▶ _Items from a dataset_:
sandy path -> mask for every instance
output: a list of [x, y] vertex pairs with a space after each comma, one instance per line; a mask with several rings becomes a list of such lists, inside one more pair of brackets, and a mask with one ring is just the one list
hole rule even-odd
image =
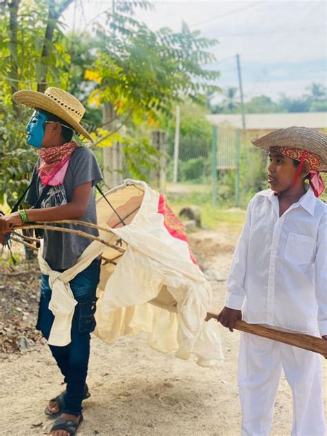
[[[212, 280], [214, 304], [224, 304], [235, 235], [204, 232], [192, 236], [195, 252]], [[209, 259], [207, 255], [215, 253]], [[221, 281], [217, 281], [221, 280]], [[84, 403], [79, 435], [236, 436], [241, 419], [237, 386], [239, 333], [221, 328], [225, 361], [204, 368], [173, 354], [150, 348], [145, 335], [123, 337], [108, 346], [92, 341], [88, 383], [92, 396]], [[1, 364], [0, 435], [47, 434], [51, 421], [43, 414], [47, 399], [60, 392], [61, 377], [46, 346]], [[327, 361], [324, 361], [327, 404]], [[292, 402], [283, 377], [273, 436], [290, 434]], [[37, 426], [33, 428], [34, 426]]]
---
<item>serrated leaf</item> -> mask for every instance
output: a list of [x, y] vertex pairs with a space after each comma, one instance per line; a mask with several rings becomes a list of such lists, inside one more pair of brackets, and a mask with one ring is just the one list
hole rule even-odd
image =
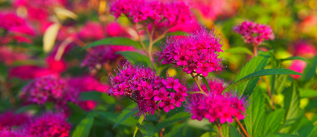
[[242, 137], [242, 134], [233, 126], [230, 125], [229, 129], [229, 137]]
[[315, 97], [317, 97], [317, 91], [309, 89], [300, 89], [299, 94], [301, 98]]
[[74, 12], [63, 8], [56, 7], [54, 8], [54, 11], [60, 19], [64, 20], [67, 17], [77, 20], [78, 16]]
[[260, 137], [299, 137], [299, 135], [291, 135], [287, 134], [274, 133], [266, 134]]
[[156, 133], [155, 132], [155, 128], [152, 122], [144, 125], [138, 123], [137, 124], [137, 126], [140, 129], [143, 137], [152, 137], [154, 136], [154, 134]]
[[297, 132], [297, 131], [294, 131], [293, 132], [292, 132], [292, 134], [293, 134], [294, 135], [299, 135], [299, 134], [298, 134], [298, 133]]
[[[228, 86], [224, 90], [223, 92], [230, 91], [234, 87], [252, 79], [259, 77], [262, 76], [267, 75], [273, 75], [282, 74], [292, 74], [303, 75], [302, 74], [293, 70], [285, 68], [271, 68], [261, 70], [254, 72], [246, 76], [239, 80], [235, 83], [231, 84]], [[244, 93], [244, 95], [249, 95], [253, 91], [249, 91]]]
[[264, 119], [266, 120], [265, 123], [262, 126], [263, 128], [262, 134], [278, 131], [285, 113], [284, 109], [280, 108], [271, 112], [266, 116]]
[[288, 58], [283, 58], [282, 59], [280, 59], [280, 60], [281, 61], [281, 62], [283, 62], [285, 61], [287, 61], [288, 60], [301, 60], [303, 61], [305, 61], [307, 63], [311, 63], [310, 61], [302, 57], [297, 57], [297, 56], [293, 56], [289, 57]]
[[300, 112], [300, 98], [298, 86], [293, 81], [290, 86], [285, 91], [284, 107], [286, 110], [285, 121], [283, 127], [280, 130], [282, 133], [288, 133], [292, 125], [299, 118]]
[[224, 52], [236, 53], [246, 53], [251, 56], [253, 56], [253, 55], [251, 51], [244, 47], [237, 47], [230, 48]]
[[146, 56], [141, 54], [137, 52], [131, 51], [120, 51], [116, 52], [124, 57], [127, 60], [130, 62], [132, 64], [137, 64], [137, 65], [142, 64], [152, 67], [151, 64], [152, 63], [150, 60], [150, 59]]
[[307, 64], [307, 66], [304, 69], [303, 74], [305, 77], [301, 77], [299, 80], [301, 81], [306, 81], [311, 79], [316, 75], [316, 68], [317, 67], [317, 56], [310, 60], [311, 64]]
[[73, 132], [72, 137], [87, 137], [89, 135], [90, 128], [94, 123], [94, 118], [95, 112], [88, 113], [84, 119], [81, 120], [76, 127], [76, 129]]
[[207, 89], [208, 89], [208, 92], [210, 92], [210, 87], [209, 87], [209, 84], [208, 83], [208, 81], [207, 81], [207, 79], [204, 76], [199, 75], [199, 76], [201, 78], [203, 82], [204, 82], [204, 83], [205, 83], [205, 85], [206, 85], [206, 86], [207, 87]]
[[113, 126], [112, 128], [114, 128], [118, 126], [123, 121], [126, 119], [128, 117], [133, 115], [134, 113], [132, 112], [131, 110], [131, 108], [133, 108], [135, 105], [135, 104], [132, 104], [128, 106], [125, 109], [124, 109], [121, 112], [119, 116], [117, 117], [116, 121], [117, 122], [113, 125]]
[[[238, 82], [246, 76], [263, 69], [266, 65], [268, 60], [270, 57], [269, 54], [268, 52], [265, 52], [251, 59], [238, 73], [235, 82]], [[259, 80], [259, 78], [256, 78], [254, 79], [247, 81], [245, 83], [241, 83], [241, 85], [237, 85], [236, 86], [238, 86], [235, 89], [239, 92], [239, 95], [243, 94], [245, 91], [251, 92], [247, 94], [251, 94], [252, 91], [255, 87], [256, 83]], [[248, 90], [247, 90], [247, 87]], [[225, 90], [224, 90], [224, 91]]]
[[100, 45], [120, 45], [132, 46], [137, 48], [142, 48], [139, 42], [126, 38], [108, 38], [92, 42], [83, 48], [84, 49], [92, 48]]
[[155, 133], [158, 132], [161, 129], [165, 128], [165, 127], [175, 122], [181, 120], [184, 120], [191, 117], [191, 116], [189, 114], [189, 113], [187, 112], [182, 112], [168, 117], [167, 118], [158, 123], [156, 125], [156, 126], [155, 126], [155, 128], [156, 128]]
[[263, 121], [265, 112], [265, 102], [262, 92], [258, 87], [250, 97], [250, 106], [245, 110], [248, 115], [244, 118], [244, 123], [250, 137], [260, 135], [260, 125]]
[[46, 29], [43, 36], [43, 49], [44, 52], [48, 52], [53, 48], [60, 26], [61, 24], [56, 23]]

▶ _WHAT THE TASK REQUIRES_: Give everything from the line containing "<item>serrated leaf</item> ->" down to the line containing "94], [301, 98]]", both included, as a JSON list of strings with one string per line and no blank lines. Leave the pictures out.

▶ _RESULT OF THIS TASK_:
[
  "<item>serrated leaf</item> -> mask for every instance",
  "output: a list of [x, y] vertex pairs with a space after each comma, one instance per line; a mask with several rings becomes a list of such lists, inside one more pair of brackets, and a mask with one ring is just the one list",
  "hole rule even-odd",
  "image =",
  "[[242, 137], [242, 134], [233, 126], [230, 125], [229, 129], [229, 137]]",
  "[[315, 97], [317, 97], [317, 91], [309, 89], [300, 89], [299, 94], [301, 98]]"
]